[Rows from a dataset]
(begin)

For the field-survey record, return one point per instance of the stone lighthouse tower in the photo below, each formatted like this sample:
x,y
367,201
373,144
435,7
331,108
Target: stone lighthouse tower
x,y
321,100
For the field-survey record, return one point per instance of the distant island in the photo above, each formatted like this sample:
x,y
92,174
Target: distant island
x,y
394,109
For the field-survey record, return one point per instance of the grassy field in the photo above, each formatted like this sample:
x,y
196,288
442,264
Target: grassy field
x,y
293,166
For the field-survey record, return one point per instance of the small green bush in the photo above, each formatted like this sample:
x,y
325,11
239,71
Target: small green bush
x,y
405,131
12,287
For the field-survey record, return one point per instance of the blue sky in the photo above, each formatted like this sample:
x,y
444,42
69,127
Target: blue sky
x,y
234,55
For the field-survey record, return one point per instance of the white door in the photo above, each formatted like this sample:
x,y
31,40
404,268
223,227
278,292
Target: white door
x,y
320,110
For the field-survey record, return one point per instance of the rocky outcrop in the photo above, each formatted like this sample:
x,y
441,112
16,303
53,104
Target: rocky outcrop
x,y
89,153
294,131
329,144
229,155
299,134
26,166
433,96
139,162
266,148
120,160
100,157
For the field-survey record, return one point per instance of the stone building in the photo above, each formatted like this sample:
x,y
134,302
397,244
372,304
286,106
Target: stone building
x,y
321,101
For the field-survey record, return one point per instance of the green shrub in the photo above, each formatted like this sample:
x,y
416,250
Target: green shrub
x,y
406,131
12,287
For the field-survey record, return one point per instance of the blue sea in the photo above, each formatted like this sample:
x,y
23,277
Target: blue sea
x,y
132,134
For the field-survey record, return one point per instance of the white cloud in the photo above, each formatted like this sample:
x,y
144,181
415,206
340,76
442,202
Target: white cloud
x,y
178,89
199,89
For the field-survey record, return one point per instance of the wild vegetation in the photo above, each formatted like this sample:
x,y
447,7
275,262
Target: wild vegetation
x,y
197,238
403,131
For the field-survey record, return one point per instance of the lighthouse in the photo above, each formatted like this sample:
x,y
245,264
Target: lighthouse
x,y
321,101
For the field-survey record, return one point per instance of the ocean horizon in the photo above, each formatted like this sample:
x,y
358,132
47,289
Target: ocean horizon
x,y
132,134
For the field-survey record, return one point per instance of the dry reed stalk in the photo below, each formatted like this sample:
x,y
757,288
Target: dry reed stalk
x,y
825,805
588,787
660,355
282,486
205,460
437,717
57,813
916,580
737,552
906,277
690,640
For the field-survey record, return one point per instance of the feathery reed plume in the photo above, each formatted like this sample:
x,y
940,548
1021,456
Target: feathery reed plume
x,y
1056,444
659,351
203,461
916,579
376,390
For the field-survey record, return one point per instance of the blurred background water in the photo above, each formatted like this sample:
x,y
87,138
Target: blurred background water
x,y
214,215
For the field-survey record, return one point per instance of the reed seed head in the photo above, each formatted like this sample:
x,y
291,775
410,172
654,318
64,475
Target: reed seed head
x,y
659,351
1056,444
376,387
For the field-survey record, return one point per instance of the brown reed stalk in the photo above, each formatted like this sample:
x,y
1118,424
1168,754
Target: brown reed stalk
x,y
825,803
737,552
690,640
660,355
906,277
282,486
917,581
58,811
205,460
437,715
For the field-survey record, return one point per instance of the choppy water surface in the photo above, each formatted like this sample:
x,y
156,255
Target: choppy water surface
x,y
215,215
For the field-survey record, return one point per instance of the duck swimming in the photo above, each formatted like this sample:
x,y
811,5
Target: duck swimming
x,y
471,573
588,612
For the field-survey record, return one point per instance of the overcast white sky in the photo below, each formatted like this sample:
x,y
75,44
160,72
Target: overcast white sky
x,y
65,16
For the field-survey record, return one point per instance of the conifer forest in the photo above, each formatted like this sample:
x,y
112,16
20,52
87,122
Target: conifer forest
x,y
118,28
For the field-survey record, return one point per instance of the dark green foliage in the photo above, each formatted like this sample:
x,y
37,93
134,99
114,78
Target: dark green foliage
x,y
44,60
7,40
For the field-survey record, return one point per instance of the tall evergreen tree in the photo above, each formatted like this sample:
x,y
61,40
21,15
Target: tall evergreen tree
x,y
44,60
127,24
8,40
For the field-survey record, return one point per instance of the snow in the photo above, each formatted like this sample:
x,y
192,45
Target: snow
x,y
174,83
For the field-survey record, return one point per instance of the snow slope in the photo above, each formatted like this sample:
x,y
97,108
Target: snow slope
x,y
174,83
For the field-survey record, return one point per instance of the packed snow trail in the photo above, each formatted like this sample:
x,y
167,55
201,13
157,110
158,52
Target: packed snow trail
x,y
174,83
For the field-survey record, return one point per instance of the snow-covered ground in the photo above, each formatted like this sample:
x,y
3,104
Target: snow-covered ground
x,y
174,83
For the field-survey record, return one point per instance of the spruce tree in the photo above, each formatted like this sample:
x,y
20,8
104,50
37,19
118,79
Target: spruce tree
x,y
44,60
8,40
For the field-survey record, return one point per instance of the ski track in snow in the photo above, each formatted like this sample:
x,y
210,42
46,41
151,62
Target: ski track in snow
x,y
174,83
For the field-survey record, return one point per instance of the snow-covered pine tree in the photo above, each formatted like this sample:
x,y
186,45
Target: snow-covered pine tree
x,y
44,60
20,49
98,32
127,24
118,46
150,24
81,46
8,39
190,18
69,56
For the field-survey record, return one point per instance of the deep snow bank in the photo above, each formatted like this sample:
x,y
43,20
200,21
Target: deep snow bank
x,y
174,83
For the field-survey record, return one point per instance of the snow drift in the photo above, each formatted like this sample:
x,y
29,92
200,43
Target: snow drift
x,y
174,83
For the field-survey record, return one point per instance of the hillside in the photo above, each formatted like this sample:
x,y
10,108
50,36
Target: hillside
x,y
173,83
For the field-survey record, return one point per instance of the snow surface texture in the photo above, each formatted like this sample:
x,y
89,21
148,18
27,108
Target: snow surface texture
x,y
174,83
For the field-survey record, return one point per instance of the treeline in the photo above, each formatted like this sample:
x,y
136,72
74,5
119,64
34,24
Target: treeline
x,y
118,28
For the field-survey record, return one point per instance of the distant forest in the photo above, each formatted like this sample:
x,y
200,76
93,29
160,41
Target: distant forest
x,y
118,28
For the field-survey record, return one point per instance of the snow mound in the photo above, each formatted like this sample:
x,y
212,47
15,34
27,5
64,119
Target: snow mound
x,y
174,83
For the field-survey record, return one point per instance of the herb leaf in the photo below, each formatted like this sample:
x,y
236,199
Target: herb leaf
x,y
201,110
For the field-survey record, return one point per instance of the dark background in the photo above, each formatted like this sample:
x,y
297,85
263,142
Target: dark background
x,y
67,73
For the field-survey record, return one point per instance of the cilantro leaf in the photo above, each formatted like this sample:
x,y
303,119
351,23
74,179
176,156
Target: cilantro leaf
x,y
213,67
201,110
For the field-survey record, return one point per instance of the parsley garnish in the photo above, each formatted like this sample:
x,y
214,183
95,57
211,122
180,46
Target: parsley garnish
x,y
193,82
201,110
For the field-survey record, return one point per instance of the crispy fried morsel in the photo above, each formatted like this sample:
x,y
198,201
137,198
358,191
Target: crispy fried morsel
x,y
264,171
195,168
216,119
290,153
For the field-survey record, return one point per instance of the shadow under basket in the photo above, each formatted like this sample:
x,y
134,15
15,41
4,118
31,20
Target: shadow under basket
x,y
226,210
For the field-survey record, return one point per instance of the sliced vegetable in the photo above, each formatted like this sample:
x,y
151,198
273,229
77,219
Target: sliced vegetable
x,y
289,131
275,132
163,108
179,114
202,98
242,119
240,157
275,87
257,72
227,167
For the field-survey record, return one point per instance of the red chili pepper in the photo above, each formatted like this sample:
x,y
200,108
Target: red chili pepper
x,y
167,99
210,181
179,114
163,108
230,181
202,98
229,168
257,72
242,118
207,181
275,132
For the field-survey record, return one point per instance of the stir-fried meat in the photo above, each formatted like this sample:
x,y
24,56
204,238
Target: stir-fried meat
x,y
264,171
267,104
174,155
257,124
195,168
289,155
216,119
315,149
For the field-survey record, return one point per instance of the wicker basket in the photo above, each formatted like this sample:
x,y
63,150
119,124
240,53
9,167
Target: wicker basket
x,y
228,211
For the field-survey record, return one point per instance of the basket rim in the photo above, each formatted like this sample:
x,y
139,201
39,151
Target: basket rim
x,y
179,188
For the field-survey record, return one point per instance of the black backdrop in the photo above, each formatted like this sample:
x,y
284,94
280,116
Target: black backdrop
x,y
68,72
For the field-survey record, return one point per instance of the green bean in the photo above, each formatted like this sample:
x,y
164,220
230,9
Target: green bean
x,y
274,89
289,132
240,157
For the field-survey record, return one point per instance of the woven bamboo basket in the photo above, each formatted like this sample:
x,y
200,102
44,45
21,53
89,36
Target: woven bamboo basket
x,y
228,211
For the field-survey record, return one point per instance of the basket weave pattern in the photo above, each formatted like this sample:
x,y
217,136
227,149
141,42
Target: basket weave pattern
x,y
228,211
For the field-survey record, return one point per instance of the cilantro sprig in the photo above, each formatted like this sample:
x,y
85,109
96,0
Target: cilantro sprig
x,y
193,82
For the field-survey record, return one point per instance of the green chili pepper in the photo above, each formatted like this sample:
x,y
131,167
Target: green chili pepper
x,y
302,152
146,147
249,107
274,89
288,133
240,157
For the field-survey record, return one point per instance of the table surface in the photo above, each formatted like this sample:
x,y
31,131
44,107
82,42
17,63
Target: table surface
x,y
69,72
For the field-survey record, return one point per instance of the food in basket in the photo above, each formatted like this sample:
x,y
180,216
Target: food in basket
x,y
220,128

(end)

Please write out again the lines starting with the one containing "of the food" and going on through the end of the items, leaving the requests and their sample points unchanged. In the answers, multiply every x,y coordinate by 1.2 and round each result to a whole number, with halves rounded up.

# RESPONSE FOR THIS EXERCISE:
For the field-survey record, return one point per instance of the food in basket in the photo above, each formatted like this sample:
x,y
180,216
Target: food in basket
x,y
264,154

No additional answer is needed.